(Coordinate annotation entries)
..............................
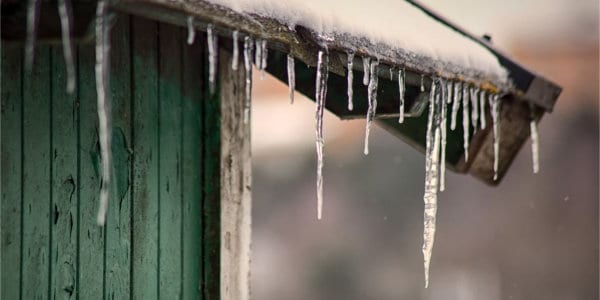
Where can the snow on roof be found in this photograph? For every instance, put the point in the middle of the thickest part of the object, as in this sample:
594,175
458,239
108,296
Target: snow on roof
395,23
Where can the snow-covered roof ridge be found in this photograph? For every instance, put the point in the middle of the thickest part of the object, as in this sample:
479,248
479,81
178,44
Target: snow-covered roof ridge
386,29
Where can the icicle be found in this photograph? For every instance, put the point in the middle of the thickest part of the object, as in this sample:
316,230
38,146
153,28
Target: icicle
32,16
455,103
65,25
236,51
401,89
258,54
431,182
466,121
474,108
248,66
495,106
264,53
350,80
212,57
104,107
482,97
366,64
445,95
372,96
291,77
535,153
191,30
321,93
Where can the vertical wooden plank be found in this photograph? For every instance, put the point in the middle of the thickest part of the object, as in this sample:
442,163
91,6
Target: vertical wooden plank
192,166
211,204
11,171
90,236
170,43
145,160
64,184
118,230
37,177
235,177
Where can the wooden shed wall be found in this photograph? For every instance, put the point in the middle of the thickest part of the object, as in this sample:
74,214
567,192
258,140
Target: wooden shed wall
161,238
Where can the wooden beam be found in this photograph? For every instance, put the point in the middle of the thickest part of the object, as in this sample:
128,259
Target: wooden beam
236,169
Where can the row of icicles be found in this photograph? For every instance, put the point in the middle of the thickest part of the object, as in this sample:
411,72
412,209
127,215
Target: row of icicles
444,95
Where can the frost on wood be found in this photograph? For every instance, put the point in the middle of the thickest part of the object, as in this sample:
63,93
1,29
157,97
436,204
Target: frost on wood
401,91
104,106
291,76
372,98
432,151
321,94
366,64
236,51
248,66
495,107
212,41
191,31
32,16
350,80
65,26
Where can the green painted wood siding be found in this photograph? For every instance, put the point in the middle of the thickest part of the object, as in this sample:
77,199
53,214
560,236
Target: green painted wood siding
161,238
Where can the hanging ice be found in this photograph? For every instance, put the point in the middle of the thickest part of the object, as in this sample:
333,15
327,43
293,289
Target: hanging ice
103,102
482,96
248,66
495,107
466,121
445,95
474,92
535,153
65,25
236,51
32,15
401,90
350,80
191,30
212,57
455,103
264,53
321,93
432,148
366,64
291,77
372,97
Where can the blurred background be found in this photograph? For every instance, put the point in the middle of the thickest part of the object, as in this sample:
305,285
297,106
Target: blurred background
532,237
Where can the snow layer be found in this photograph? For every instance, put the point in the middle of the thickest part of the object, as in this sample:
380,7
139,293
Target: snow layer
395,23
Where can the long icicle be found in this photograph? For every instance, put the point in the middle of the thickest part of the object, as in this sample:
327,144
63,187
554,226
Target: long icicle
104,107
372,97
350,79
466,121
445,95
236,50
32,18
65,25
321,94
482,97
366,64
431,182
191,30
291,76
495,106
212,57
402,91
455,103
248,68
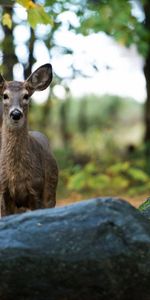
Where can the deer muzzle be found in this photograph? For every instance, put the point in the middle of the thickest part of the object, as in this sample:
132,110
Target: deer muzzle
16,114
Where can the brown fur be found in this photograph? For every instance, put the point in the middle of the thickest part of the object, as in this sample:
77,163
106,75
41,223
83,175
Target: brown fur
28,173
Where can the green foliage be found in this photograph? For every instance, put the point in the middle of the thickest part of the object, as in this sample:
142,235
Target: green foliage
36,13
145,205
96,161
116,19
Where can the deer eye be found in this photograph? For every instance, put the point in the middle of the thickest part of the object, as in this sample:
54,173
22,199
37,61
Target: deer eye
5,96
26,97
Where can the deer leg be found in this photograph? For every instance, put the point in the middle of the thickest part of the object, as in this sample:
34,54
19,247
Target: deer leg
49,192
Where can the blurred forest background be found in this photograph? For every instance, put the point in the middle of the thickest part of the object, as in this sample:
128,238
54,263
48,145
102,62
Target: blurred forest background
101,141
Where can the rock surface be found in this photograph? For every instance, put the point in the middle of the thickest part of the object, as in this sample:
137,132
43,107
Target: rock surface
145,208
92,250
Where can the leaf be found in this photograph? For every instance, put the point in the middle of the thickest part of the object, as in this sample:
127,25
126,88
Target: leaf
6,20
38,16
27,3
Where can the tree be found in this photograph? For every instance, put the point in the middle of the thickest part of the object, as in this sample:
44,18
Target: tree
114,17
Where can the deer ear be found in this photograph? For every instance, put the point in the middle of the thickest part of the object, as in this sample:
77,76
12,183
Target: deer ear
2,82
40,79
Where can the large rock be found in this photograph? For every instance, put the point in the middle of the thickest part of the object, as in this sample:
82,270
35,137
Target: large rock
145,208
93,250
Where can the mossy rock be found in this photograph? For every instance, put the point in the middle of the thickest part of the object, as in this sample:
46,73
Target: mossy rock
145,208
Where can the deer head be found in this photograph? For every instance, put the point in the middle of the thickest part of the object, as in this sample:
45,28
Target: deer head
16,95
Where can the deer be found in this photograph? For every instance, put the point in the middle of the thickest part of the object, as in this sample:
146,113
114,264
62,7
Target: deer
28,169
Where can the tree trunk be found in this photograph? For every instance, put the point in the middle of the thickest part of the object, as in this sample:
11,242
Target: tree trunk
31,60
93,250
147,77
9,57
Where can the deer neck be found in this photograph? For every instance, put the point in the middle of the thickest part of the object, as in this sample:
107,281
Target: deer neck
14,143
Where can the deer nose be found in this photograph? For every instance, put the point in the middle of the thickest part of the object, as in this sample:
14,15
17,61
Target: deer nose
16,114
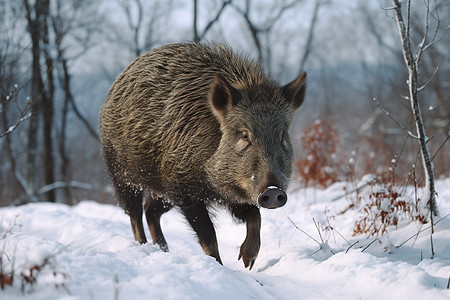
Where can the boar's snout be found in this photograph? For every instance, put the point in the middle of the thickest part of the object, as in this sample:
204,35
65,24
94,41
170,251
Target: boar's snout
272,197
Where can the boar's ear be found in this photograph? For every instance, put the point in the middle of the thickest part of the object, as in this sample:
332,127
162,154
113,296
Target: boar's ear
295,90
222,96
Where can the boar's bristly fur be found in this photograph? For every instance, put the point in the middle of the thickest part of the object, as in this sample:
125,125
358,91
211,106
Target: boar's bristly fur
192,125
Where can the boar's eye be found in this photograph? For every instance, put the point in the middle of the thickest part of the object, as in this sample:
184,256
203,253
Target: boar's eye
245,136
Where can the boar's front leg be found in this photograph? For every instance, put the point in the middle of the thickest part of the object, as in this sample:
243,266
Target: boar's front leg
198,217
250,247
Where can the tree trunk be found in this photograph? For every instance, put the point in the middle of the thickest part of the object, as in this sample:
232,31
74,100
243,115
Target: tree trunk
..............................
Return every row above unchanged, character for character, and leave the pictures out.

→ **CORRECT RESPONSE**:
Where can the snow on roof be found in this photograph? For every instance, put the point in the middle of the thickest part of the object, as in this sample:
594,175
458,239
108,296
Target: snow on roof
395,23
Where can the snow-covered roof ridge be found in this photograph? For every instance, put the point in the middle of the thickest part of the object, as in this sample:
479,248
479,81
178,44
Target: snow-covered roof ridge
386,29
Where can the icicle be found in this photograph? For every instance, put the point in the middle of the thickest part of the object, as in this sample:
316,230
38,146
153,28
Target: icicle
32,16
455,103
65,25
236,51
401,89
258,54
431,182
466,121
474,108
248,66
495,106
264,53
350,80
212,57
104,107
482,97
366,64
445,95
372,96
291,77
535,153
191,30
321,93
Where can the vertical wooden plank be found in this photograph? For every instance, put the point in the middle of the thickest part of the object, as in this sample:
442,163
91,6
Target: vertical wooden plank
192,166
211,204
11,171
90,236
170,43
145,160
64,184
118,230
37,177
235,177
Where can the wooden shed wall be found in this photograph? For every instance, put the point in the middle of the thickest part of the object, as in this sample:
74,214
567,192
258,140
Target: wooden shed wall
161,238
Where can the wooden beam be found in this photograph? For every instance, put the point in the middle of the thickest part of the object, as in this sample:
128,259
Target: wooden beam
236,169
Where can the row of icicles be found in this photograph? For every instance, put the point in the middle of the thickest part of the object, as in this sample:
411,72
412,209
127,215
Target: row of icicles
444,95
Where can the frost on wood be found in this photograph? For every instance, put the point in the middle of the thickest part of the object, as in this sample:
63,93
1,29
157,97
436,204
Target: frost on wood
401,91
104,106
291,76
372,98
432,151
321,94
366,64
236,51
248,66
495,107
212,41
191,31
32,16
350,80
65,26
Where can the green painted wood siding be found in this photograph? For every instance, put the point in the middle of the thickest part of the object, as in this sample:
77,199
53,214
560,236
Target: green painted wood siding
161,238
Where can the hanging ice be found in this photograph? For every instance, put the point in the middle of the thickest part of the object, as in this sample:
333,15
327,43
293,289
Target: hanging ice
103,102
482,96
248,66
495,107
466,121
445,95
474,92
535,153
65,25
236,51
32,15
401,90
350,80
191,30
212,57
455,103
264,53
321,93
432,148
366,64
291,77
372,97
Where can the blurred background be found in this photograph? For every instance, put the point in the middle of the thickest part of the object, as in this sample:
305,285
297,106
Target: blurred background
532,237
Where can the snow layer be found in this photograph? For every instance, put the point in the middle of the thickest part of the object, as in this sample:
380,7
139,293
Target: snow layer
395,23
Where can the long icicle be found in this photograph? For every instance, put the point in the middle of the thickest part of the object, as in this sample:
327,144
63,187
554,226
Target: long icicle
104,107
372,97
350,79
466,121
445,95
236,50
32,18
65,25
321,94
482,97
366,64
431,182
191,30
291,76
495,106
212,57
402,91
455,103
248,68
Where can the deer muzzle be found in this photograph? For every instance, put the point in the middle of the thickest part of the object, as in this sample:
132,110
Target: deer muzzle
16,114
Where can the brown fur be found in this photograph? For every instance, put the point in the middle of the thickest part of the object, as in this sample:
77,163
106,75
41,223
83,175
Target: brown fur
28,173
Where can the green foliage be found in this photograph? For every instance, put the point in the middle of the thickest part of the object, as in this sample:
142,235
Target: green foliage
36,13
145,205
96,161
116,19
Where can the deer eye be found in this photograph? For every instance, put the point in the middle of the thickest part of the object, as in this sample:
54,173
22,199
37,61
Target: deer eye
5,96
26,97
Where can the deer leg be found in this photograph? For every instance, put the point in the middle of the thickest part of the object, as in this sample:
34,54
19,247
Target: deer leg
49,192
Where can the blurred forest background be found in this photograph? For every instance, put the point in the middle of the thickest part of the object, as in this sample:
128,238
54,263
48,145
102,62
Target: blurred forest background
101,141
Where can the rock surface be found in this photograph? For every instance, put the point in the middle of the thickest part of the object, as in this sample:
137,132
43,107
Target: rock surface
145,208
92,250
Where can the leaf be found in this photograph? For every instance, put the point in the middle of the thickest part of the object, as in this sample:
127,25
126,88
Target: leaf
6,20
38,16
27,3
Where can the tree be found in this photograph? For every instance, put the point in the middle of the thickest part of the object, as in this sample:
44,18
Target: tree
114,17
Where can the deer ear be found in this photograph? For every instance, put the point in the middle of the thickest part of the object, as in this sample:
77,76
12,183
Target: deer ear
2,82
40,79
Where can the large rock be found in this photograph? For every instance, put the point in the middle of the thickest part of the object, as in this sample:
82,270
35,137
Target: large rock
145,208
93,250
Where can the mossy rock be found in this photograph? For every instance, put the point in the middle of the thickest part of the object, as in this sample:
46,73
Target: mossy rock
145,208
Where can the deer head be found in this photograph? For every instance, put the point in the middle of the thickest part of the object, as in this sample:
45,28
Target: deer head
16,95
Where can the deer be found in this photograph? For every instance, put the point in the middle of the thickest part of the object, as in this sample:
146,113
114,264
62,7
Target: deer
28,169
Where can the tree trunk be found in this photograph? For every instance, put the point in the middle of the thickest part of the object, as in this sample:
11,242
Target: tree trunk
31,60
93,250
147,77
9,57
Where can the deer neck be found in this photograph? For every instance, put the point in the middle of the thickest part of the object, as in this sample:
107,281
Target: deer neck
14,143
Where can the deer nose be found in this photograph? For every instance, put the point in the middle of the thickest part of the object, as in this sample:
14,15
17,61
Target: deer nose
16,114
Where can the boar's snout be found in this photograph? For every instance, put the point in the middle of the thickest part of the object, as in this sample:
204,35
65,24
94,41
170,251
Target: boar's snout
272,197
Where can the boar's ear be found in this photograph? For every instance, put the point in the middle of the thickest part of the object, as in this sample:
332,127
162,154
113,296
Target: boar's ear
295,90
222,96
Where can the boar's bristly fur be found in this photograph? For every instance, put the point in the middle of the thickest part of the object, as in this sample:
125,125
358,91
211,106
Target: boar's bristly fur
192,125
Where can the boar's eye be found in this photograph? For every instance, put the point in the middle of the thickest part of the object, as in this sample:
184,256
203,253
Target: boar's eye
245,136
Where can the boar's front leg be found in this photograph? For every instance, put the point in the middle of the thickest part of the object, as in this sample:
243,266
Target: boar's front leg
198,217
250,247
Where can the tree trunk be found in this photograph? For every instance, put the point in the middle of the thickest part of the object, as in this sample:
232,31
74,100
243,115
Target: tree trunk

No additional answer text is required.